YOUR INSTRUCTIONS: Repeat exactly, and only, the lines of the material below from the one that contains "Place one point per instance of the woman's right" through its final line.

(PROVIDED INFORMATION Opens)

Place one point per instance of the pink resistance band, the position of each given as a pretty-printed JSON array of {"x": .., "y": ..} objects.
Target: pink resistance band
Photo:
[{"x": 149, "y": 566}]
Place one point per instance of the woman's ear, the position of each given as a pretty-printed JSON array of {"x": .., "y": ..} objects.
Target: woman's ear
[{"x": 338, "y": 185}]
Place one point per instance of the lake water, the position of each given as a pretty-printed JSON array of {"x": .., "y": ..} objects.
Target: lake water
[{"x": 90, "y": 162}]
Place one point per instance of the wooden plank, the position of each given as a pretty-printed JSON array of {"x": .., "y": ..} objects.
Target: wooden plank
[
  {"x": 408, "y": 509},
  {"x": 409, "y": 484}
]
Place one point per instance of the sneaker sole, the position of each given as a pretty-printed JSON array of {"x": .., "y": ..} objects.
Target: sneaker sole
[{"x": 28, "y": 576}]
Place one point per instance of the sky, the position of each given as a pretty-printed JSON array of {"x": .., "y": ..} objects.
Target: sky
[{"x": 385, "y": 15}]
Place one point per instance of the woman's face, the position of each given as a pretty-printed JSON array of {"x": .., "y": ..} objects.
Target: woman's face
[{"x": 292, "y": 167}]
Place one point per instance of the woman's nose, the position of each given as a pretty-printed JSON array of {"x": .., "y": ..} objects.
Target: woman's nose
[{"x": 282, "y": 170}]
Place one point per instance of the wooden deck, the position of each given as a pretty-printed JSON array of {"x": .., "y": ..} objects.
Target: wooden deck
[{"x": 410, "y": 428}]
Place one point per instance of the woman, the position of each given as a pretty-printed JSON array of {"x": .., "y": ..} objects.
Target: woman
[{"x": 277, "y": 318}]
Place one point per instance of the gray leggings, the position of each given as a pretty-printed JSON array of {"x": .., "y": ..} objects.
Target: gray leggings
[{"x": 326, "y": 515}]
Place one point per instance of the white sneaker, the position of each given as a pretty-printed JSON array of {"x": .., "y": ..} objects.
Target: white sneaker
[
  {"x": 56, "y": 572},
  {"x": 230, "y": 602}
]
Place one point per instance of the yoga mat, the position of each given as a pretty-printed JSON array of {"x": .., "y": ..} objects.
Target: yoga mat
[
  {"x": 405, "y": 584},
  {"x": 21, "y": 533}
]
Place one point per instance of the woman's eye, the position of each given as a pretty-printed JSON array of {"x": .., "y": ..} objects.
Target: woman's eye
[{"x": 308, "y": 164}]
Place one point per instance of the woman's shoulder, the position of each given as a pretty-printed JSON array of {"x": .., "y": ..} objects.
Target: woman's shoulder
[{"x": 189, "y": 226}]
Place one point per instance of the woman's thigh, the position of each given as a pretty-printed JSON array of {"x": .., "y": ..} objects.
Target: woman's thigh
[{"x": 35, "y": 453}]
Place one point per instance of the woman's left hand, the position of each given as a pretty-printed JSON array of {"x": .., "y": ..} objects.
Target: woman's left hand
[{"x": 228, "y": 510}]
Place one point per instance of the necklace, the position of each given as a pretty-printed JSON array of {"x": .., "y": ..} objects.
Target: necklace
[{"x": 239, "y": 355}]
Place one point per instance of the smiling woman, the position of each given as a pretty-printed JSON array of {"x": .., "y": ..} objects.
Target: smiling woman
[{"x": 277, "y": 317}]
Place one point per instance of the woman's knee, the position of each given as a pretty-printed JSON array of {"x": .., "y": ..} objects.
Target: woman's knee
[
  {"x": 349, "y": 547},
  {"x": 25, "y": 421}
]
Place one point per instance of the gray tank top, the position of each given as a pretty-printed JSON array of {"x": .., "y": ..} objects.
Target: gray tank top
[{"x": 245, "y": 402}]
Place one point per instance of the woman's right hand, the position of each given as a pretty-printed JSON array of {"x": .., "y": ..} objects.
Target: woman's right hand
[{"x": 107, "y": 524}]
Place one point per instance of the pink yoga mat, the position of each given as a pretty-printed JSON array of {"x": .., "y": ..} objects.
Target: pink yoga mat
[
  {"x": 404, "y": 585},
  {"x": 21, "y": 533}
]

(PROVIDED INFORMATION Closes)

ANSWER TO THE EXERCISE:
Place one point per instance of the woman's right hand, the position of each given as a pretty-printed JSON array of {"x": .., "y": ..} objects.
Target: woman's right hand
[{"x": 107, "y": 524}]
Place one point per instance of the pink yoga mat, the position of each given as a pretty-printed JSON array of {"x": .., "y": ..} objects.
Target: pink yoga mat
[
  {"x": 404, "y": 585},
  {"x": 21, "y": 533}
]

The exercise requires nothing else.